Prompt =>
Write the paragraph that follows in the essay titled "KINDNESS is the new currency," starting after its last sentence.

====== Excerpt to read ======

KINDNESS is the new currency

We all have our own individual takes on how reality has changed since we became aware of Covid-19, wherever we are in the world. The first commercial flight in many weeks arrived in Windhoek a few days ago and with it, one assumes, the first overseas mail in a long while. My very out-of-date ‘New Yorker’ from earlier this year duly arrived in my post box and it reads, honestly, like a communication from another planet. Even those few short months ago, the pandemic was still a semi-abstract concept for people here in Namibia. In the city where it’s published, the writers and photographers covering the unfolding crisis for the magazine back in May were clearly aware that, to use that overworked word, they were dealing with an unprecedented catastrophe and yet, with the gift of hindsight, their words and images seem – now – to be wholly inadequate to the task of warning what might still be to come.

But over the past few weeks, as the infection rate has risen here at home and the government has responded with what seems to me to be pragmatic, consistent and effective leadership, it’s also been possible to see how – to use another cliche – the worst of times has brought out the best in people. And I’ve been truly humbled by the numbers of perfect strangers reaching out to the ‘Sew Good’ project specifically, and local producers and traders more generally, in an effort to assist in ways that uplift the most hard-hit and impoverished communities and forge connections that will endure and bolster the circular economy – whereby goods are exchanged and repurposed, rather than discarded and replaced anew – after the dark days are a receding memory.

====== Data supplied ======

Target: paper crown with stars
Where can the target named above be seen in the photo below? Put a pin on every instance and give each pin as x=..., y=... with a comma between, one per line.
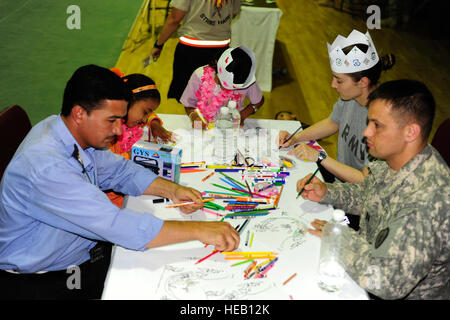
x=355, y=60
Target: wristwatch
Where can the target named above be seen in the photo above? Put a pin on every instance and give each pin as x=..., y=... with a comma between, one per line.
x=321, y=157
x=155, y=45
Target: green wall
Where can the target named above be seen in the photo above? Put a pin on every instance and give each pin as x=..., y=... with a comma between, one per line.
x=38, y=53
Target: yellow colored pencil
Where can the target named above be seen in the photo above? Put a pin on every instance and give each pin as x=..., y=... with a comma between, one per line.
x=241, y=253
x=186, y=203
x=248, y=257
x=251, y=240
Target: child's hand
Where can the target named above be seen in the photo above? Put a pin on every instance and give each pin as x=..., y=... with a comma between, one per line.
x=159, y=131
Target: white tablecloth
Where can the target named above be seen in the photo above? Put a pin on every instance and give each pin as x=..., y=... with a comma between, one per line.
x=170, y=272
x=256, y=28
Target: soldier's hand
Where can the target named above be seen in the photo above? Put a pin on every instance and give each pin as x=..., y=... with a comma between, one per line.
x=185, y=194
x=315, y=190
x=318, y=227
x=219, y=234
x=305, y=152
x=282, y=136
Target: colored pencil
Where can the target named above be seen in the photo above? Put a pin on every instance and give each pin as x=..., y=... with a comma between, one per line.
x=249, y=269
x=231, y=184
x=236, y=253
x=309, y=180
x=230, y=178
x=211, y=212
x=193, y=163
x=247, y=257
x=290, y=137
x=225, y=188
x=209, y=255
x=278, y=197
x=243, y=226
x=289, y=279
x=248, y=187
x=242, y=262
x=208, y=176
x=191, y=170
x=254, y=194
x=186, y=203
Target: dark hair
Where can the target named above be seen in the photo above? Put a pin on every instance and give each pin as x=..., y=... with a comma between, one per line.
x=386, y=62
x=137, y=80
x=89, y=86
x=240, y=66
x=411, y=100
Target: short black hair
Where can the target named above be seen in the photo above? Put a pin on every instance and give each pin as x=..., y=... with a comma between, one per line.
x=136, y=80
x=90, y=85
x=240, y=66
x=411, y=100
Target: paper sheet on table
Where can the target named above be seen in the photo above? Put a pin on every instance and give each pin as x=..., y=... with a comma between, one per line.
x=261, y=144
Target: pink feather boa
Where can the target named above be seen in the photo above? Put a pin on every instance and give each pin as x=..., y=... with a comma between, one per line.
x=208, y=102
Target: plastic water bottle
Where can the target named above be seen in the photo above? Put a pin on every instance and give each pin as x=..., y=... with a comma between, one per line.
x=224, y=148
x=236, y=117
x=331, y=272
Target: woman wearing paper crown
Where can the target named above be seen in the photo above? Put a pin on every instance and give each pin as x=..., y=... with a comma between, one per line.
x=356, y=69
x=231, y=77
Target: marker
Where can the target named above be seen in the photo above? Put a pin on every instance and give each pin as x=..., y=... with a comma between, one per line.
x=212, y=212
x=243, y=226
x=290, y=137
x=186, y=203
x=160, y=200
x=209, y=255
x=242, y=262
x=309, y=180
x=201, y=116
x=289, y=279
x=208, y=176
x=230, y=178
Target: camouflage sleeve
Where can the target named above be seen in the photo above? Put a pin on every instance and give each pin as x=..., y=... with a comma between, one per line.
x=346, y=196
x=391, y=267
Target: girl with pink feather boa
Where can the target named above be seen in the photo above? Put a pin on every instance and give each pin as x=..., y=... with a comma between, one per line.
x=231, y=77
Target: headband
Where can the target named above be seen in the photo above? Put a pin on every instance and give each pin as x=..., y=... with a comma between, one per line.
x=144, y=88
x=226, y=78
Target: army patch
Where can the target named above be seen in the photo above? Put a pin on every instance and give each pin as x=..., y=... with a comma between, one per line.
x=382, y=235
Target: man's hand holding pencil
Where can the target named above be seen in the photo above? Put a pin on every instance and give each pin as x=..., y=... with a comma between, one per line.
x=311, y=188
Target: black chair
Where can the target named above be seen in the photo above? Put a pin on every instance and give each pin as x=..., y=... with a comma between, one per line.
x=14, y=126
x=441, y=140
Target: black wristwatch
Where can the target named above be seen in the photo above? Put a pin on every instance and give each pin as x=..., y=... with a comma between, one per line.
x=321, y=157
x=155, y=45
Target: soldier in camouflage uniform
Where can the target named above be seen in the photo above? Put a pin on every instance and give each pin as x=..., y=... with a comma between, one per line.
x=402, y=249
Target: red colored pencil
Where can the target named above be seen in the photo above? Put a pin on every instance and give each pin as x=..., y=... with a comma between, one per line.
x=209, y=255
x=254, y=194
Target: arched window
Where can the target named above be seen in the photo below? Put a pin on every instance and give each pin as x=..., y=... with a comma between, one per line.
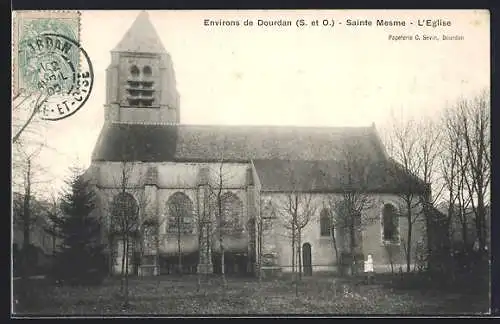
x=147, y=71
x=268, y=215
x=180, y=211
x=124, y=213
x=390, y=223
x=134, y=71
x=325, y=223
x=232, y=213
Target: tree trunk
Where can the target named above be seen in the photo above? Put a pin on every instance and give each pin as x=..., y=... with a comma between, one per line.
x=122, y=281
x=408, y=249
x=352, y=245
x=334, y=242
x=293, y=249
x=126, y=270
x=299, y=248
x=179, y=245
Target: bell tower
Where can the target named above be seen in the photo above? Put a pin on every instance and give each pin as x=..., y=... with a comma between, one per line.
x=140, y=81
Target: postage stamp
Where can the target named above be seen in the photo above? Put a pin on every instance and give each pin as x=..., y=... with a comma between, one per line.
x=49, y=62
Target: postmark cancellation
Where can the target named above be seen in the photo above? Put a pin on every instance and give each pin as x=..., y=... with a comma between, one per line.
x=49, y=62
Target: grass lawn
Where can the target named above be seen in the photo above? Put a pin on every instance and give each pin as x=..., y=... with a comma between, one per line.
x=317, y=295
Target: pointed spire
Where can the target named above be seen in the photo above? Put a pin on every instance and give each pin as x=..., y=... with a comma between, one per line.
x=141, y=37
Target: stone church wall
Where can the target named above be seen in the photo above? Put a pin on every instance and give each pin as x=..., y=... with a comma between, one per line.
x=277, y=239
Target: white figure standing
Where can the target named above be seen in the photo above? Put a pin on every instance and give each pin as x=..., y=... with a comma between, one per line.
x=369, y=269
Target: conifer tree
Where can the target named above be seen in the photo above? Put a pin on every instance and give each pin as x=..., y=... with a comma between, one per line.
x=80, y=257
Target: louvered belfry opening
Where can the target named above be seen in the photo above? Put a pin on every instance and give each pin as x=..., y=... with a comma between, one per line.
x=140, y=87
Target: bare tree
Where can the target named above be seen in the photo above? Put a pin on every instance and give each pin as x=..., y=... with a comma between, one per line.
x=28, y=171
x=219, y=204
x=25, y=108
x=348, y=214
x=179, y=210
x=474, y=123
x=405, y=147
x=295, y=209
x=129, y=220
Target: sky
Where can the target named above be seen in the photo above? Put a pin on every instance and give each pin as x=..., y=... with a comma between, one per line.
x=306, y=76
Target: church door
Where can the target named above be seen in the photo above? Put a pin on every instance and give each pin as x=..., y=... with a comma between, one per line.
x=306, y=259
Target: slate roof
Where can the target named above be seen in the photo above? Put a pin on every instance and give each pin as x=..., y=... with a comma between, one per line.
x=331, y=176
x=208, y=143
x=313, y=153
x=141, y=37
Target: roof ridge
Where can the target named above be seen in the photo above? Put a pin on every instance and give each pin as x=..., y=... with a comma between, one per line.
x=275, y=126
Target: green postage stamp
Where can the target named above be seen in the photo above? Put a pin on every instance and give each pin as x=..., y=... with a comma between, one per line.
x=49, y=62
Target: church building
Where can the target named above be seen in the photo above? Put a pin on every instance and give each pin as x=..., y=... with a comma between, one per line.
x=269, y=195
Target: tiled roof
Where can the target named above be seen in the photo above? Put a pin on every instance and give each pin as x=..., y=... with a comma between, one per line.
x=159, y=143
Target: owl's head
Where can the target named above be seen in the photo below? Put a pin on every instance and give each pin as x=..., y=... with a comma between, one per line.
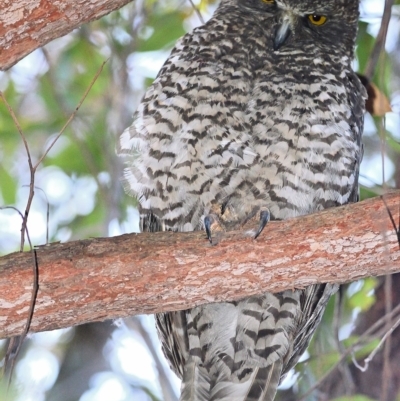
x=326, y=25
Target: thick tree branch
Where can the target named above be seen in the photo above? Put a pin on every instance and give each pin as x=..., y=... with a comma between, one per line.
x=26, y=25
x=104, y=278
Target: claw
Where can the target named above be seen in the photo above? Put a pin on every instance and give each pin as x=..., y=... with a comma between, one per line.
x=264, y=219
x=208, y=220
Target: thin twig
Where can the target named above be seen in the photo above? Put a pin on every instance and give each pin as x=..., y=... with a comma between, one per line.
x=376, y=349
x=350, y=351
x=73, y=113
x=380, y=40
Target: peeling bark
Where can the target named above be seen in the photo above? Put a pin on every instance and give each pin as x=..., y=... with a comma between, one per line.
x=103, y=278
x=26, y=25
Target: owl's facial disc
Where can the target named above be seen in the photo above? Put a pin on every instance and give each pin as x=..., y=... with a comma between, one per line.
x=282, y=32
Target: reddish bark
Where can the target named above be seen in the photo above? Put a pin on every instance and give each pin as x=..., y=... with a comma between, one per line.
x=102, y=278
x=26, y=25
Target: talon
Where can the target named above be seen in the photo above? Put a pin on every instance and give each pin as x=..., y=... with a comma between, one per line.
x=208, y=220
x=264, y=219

======
====== Data supplied ======

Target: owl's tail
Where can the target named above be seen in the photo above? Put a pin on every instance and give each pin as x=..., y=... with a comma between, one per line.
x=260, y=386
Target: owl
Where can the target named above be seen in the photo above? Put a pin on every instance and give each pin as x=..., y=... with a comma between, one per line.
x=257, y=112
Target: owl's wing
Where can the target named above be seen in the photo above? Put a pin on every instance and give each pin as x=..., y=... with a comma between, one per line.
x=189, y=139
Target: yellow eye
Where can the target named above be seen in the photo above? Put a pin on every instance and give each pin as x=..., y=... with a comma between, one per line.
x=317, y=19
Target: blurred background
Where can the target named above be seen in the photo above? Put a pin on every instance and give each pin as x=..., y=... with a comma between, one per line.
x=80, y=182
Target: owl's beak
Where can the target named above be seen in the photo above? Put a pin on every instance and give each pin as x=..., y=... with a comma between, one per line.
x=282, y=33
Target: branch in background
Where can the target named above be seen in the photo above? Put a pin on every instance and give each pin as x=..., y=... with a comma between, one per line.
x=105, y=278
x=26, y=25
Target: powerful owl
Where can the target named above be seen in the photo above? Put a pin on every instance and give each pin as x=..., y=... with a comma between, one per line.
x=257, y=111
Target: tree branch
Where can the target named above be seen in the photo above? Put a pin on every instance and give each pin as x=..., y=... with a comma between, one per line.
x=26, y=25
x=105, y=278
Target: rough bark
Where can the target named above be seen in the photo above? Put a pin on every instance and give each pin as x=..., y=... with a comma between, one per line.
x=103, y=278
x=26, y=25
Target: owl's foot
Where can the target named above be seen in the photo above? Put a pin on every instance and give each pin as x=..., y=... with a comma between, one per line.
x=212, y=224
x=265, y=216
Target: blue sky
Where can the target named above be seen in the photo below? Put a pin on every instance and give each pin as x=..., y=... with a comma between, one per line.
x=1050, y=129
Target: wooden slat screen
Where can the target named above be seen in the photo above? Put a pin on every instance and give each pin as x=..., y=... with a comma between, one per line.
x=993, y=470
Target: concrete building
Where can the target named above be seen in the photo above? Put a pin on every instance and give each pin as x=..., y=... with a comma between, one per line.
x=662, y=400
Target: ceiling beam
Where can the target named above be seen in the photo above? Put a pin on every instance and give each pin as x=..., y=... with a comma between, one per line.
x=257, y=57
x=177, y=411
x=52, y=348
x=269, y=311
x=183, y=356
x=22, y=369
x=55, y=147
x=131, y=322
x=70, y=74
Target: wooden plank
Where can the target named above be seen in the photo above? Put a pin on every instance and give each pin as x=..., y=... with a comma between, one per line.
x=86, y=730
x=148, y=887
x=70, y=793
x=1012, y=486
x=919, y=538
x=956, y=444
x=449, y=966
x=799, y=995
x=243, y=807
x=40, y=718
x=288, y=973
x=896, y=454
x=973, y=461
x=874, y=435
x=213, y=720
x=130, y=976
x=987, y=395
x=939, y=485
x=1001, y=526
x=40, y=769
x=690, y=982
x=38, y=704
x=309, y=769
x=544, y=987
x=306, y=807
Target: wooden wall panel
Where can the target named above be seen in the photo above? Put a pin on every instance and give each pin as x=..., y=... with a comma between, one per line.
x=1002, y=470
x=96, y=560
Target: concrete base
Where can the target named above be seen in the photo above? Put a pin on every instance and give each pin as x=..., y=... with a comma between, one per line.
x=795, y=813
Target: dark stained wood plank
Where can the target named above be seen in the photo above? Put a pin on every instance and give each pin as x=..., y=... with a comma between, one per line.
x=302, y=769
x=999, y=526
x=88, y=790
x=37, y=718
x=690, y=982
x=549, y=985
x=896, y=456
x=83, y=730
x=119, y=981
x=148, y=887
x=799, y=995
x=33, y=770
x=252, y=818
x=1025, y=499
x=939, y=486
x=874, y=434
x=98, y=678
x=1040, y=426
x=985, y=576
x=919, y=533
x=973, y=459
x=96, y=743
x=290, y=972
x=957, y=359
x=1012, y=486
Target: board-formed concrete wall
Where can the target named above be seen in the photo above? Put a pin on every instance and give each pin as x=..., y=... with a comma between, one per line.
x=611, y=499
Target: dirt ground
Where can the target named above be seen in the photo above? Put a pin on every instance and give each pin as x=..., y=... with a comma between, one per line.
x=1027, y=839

======
====== Data supplied ======

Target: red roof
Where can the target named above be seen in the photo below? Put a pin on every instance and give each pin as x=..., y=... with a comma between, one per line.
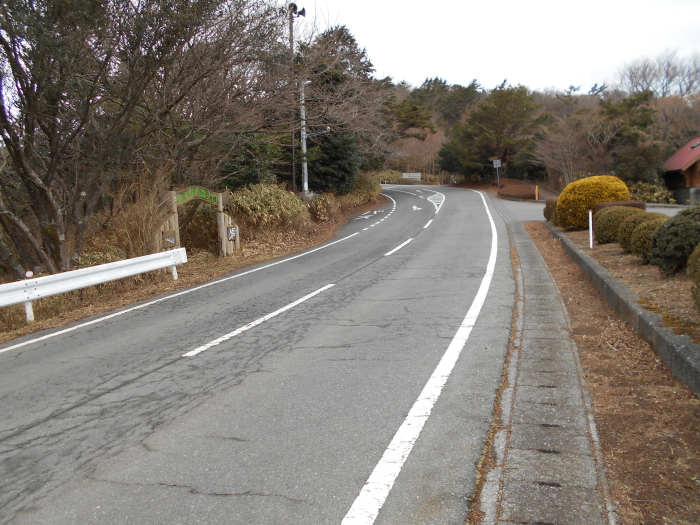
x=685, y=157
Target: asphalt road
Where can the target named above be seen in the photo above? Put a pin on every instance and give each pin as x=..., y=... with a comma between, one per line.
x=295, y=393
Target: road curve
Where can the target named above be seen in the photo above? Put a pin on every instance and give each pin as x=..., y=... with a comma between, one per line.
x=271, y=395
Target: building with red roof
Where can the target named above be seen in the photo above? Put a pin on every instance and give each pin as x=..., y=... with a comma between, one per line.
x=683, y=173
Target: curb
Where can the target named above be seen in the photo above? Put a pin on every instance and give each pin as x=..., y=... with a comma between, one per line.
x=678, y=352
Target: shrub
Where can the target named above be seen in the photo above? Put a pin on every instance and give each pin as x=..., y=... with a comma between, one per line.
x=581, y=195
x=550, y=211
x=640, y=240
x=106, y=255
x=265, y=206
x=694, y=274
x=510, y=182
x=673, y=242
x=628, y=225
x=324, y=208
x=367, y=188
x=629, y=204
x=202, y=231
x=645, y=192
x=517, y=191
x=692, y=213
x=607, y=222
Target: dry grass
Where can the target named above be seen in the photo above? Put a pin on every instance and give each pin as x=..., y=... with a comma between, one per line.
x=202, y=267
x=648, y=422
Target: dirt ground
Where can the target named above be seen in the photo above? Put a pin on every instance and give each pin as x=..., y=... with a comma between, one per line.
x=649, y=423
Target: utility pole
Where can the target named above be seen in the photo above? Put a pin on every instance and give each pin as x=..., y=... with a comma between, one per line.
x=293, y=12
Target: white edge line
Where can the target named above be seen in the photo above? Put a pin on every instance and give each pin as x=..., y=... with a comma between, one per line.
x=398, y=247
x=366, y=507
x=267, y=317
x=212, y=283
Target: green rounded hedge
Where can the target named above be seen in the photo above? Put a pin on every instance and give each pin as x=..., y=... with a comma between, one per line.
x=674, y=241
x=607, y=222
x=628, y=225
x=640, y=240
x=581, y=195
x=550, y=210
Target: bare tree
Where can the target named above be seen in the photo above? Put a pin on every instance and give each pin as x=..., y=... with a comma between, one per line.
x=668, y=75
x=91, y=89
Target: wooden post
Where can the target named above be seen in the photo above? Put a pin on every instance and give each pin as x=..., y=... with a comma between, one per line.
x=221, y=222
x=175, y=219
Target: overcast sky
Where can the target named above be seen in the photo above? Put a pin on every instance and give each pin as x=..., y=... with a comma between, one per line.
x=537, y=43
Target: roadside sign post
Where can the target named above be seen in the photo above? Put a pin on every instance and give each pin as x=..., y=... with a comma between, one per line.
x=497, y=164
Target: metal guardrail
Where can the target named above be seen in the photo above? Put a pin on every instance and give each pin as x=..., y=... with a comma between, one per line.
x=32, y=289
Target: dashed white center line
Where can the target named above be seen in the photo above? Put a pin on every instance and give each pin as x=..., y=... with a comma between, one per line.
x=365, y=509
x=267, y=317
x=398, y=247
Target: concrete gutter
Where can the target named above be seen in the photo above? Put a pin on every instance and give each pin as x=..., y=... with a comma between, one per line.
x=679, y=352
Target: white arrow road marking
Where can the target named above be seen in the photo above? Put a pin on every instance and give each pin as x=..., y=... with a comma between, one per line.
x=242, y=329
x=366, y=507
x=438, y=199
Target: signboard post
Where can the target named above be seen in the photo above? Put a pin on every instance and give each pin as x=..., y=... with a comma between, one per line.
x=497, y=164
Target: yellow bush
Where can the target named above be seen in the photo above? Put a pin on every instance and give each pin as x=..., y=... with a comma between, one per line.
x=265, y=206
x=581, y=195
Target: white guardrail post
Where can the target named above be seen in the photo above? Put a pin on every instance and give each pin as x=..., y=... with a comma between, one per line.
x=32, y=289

======

Exercise result =>
In the ‘All Trousers’ section of this blog you will soon find the details of the businesses that have generously supplied us with donated fabric and other resources so that the craftswomen can continue to keep creating the bags and other items that help to support their families. However, I couldn’t resist including here a photo of the FIVE big boxes of large hessian coffee sacks delivered to town from the coast, for free, courtesy of Two Beards Coffee and Formula Couriers (https://www.facebook.com/twobeardscoffeeroasters/ and https://www.formulacourier.com/). Their selfless determination to see us supplied with a new type of material for upcycling so that we can add to the range of products we offer is just one example of the generosity flowing freely between Namibians right across country.